WHAT YOU HAVE TO DO: Locate every line in the data that contains the word "with", and copy each of those lines.
-- START --
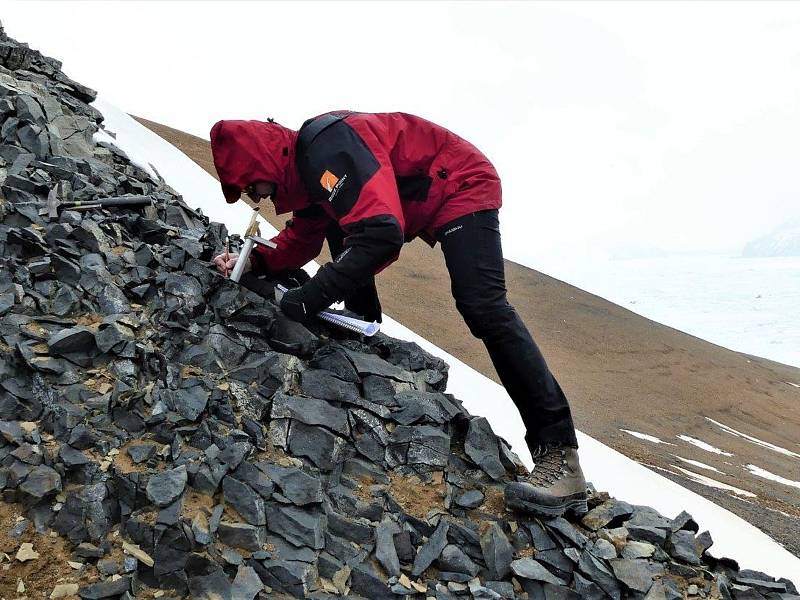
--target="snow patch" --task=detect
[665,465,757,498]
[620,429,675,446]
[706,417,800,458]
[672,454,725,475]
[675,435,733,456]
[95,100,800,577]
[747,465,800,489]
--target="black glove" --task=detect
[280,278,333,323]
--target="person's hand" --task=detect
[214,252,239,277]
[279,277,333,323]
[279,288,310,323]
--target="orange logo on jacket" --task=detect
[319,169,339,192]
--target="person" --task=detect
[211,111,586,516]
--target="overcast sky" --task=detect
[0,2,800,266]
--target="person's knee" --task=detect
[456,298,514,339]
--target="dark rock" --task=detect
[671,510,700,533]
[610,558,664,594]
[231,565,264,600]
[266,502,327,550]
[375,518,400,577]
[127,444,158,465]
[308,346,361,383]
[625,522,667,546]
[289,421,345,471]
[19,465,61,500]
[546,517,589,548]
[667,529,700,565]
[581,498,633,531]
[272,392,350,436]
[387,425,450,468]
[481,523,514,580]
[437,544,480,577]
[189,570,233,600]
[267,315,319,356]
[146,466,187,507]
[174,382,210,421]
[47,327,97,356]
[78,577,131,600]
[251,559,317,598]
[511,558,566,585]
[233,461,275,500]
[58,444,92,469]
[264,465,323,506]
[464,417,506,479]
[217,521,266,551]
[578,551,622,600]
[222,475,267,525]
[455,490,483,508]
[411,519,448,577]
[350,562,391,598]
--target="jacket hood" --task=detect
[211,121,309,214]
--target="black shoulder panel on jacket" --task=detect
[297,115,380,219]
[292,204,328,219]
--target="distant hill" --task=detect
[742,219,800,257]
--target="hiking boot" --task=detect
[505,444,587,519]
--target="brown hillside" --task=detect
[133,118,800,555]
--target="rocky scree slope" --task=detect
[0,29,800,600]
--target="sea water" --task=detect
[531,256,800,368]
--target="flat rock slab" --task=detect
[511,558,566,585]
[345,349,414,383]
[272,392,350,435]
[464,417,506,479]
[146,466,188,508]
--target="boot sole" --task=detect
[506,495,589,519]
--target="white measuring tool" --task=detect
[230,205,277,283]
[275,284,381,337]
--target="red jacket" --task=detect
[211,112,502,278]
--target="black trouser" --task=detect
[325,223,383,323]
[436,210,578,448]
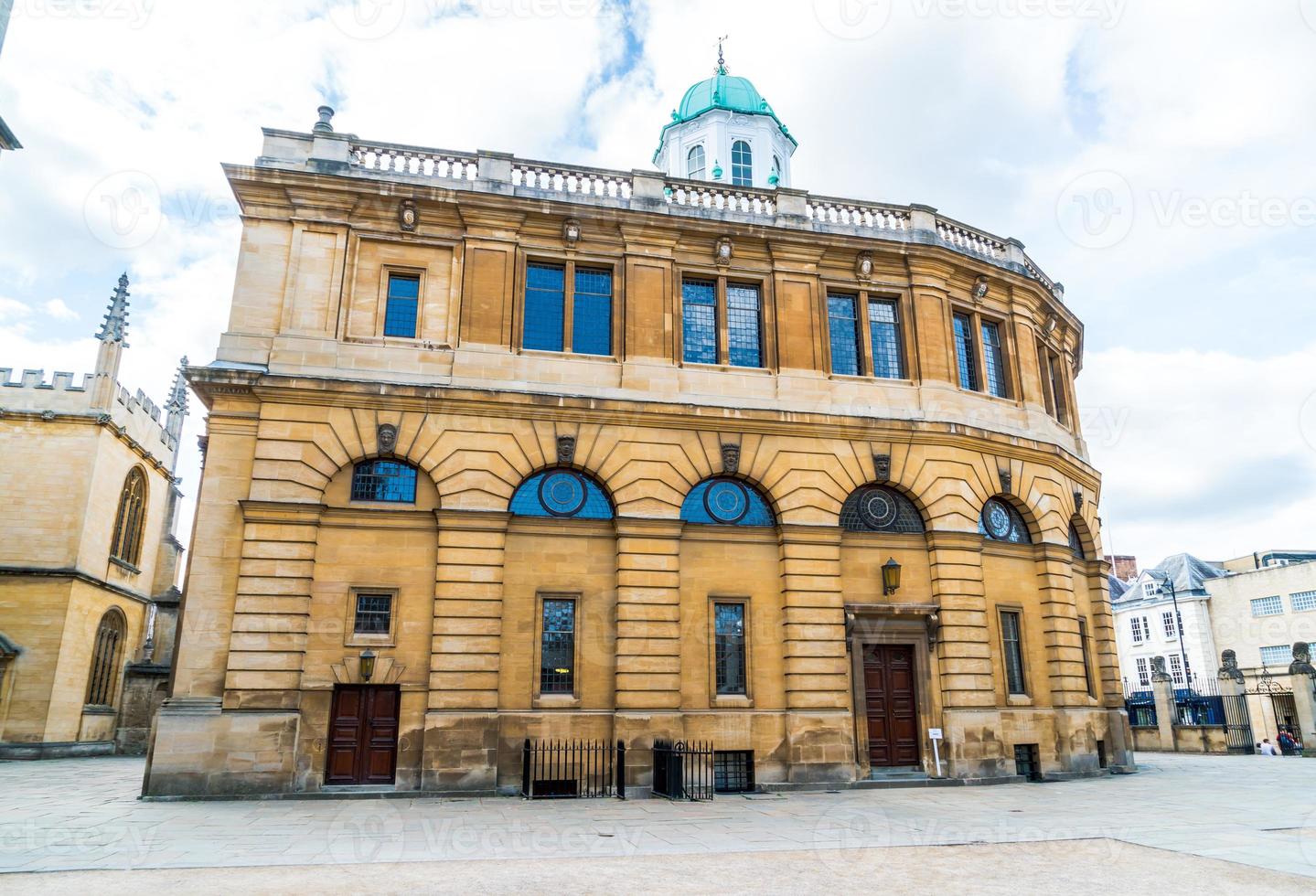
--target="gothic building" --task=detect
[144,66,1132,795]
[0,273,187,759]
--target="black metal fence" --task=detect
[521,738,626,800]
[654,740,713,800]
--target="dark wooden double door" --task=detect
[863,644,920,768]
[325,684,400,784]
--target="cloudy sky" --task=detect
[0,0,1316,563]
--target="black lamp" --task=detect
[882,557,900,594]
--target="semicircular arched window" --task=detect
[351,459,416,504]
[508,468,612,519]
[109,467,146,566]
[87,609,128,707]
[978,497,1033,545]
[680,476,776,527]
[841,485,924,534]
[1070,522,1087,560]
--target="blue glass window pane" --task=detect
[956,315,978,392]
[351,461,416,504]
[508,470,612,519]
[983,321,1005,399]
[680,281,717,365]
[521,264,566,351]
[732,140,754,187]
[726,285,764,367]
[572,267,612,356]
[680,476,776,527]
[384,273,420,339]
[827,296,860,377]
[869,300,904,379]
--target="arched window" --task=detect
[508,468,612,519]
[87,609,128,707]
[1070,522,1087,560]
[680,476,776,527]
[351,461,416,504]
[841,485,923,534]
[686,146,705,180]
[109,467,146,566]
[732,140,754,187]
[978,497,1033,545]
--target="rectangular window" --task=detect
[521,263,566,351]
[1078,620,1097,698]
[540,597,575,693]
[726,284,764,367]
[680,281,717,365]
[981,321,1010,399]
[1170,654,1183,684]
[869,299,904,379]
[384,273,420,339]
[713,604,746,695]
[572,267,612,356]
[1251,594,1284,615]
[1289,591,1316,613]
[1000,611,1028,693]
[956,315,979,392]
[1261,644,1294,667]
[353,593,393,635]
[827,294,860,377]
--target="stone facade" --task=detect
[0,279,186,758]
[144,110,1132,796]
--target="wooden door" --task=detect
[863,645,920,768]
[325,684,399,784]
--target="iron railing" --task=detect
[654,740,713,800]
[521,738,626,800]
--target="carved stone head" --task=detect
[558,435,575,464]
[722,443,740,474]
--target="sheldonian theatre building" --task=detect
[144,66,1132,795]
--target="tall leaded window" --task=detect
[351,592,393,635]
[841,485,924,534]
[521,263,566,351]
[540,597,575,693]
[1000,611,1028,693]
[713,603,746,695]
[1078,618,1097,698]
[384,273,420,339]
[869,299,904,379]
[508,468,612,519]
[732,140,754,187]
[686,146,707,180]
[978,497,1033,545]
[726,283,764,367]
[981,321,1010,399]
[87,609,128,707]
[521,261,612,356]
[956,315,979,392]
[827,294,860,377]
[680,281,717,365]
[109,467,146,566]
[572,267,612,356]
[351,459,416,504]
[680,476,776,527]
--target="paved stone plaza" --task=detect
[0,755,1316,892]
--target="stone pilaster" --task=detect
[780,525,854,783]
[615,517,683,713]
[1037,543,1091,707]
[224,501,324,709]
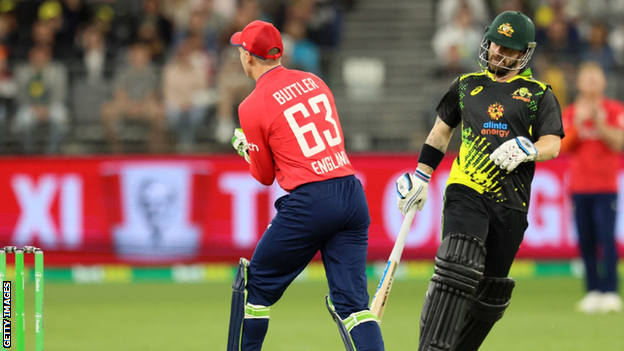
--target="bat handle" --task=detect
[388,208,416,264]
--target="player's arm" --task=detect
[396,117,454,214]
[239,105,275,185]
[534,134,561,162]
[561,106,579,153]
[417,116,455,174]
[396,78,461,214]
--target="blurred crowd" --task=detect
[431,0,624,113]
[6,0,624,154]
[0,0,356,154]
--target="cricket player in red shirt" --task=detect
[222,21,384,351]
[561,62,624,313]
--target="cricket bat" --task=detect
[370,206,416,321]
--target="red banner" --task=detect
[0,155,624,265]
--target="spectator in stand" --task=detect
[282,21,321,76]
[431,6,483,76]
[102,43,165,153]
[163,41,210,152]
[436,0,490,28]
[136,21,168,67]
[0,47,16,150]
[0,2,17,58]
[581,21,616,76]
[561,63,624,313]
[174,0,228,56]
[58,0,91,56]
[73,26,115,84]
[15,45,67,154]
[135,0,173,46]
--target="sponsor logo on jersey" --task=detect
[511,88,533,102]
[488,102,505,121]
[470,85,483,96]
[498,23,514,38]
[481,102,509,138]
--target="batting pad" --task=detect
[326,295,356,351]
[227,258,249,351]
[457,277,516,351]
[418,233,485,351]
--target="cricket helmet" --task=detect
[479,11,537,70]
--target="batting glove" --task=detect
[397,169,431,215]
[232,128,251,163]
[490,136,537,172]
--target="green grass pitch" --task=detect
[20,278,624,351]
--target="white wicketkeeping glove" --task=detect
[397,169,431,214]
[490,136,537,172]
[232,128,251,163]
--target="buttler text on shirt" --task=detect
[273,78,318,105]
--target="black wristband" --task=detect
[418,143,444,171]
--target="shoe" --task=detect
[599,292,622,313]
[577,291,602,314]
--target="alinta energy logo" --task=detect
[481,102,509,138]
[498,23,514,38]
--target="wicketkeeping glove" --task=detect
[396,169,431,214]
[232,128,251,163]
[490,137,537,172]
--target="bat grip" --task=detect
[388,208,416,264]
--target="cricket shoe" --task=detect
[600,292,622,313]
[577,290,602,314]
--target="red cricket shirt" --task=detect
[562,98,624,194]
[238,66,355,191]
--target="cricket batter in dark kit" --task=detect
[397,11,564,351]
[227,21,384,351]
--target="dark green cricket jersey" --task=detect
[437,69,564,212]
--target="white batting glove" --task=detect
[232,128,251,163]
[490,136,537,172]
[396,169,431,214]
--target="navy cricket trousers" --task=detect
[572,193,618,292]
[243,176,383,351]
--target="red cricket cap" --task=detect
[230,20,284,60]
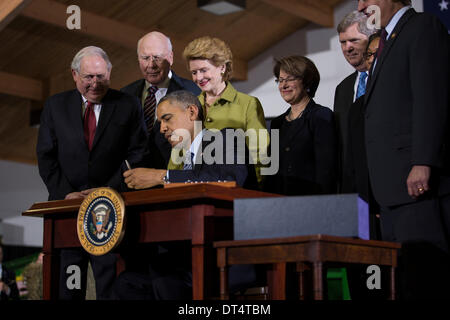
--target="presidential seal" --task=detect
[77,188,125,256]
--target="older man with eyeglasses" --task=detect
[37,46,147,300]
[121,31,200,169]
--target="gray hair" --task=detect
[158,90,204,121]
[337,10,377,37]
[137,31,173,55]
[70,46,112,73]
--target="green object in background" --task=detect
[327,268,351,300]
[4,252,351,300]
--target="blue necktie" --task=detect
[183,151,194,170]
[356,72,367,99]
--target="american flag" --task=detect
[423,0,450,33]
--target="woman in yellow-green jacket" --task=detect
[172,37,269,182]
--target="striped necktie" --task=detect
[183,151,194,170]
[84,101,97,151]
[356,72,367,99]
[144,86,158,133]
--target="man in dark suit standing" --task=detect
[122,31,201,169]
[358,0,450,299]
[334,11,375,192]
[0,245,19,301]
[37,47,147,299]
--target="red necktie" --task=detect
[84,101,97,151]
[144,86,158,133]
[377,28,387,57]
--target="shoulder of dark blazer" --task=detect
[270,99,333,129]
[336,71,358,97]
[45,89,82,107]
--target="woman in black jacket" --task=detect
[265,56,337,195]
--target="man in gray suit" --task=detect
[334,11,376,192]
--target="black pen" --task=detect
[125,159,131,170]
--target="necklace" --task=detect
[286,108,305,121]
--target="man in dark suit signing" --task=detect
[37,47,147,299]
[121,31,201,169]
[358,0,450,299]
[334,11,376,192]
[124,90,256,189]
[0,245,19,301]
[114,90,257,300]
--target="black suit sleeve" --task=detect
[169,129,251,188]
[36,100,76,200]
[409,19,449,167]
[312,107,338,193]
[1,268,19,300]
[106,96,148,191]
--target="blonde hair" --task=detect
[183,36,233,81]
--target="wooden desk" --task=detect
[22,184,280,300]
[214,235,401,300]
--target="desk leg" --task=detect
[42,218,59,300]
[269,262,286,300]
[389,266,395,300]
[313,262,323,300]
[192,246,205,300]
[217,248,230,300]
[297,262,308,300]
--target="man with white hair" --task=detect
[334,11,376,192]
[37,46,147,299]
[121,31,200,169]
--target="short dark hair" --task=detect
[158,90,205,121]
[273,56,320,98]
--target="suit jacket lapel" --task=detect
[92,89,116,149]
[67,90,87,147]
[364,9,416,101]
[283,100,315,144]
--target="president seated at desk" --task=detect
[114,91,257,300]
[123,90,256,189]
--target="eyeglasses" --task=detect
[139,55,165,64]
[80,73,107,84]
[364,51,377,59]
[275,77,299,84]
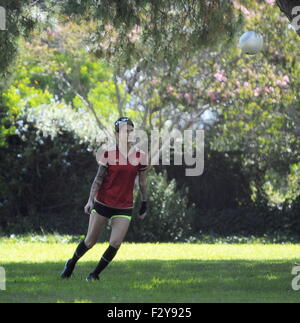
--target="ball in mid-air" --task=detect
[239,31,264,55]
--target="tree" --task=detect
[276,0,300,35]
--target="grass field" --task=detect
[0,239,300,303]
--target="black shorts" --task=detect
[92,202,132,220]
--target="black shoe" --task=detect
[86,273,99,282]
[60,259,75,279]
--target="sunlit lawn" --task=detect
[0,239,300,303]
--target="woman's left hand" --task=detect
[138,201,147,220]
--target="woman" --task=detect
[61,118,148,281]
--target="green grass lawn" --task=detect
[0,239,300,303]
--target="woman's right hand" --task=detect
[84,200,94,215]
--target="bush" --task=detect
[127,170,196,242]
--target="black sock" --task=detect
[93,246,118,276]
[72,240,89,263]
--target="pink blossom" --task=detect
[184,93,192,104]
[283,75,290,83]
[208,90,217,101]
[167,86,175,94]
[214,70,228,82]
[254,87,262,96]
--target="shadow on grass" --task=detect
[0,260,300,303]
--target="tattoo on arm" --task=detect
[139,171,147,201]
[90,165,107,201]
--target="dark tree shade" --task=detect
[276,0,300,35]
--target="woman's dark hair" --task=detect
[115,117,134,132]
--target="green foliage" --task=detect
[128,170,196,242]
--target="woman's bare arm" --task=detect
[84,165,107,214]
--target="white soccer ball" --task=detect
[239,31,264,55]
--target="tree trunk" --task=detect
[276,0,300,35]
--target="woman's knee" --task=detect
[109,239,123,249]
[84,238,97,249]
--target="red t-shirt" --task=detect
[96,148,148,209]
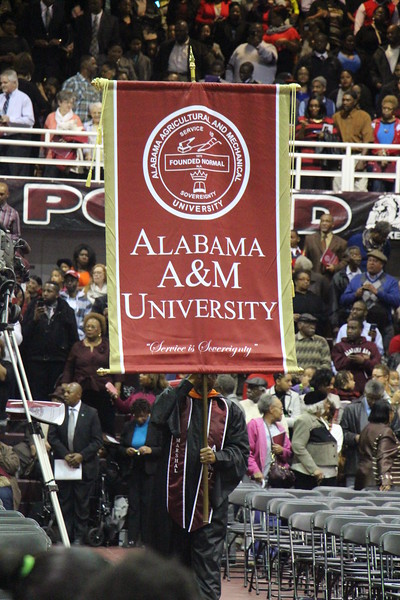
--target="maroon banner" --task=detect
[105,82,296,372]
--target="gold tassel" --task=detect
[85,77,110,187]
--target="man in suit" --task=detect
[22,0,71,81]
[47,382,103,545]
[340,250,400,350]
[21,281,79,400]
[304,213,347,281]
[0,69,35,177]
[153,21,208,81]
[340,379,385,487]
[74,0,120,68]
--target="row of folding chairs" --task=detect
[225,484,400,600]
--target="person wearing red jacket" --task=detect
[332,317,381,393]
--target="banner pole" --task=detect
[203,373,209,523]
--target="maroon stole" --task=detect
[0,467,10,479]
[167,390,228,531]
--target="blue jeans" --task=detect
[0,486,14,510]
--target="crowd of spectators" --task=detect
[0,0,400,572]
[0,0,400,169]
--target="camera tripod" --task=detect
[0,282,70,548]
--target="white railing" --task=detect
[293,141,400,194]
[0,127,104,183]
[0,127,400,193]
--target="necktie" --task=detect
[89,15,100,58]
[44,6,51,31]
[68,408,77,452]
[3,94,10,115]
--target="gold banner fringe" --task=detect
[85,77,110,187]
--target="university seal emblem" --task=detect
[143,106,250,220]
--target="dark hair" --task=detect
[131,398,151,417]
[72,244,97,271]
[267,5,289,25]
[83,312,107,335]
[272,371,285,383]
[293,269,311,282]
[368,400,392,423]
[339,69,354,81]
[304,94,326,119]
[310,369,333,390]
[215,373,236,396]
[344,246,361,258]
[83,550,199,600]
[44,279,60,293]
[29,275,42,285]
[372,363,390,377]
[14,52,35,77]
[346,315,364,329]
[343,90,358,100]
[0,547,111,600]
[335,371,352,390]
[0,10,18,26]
-- END --
ANSWER IN FULL:
--target="older man with eyeglasses" --task=detect
--target="man with white hair" --task=detect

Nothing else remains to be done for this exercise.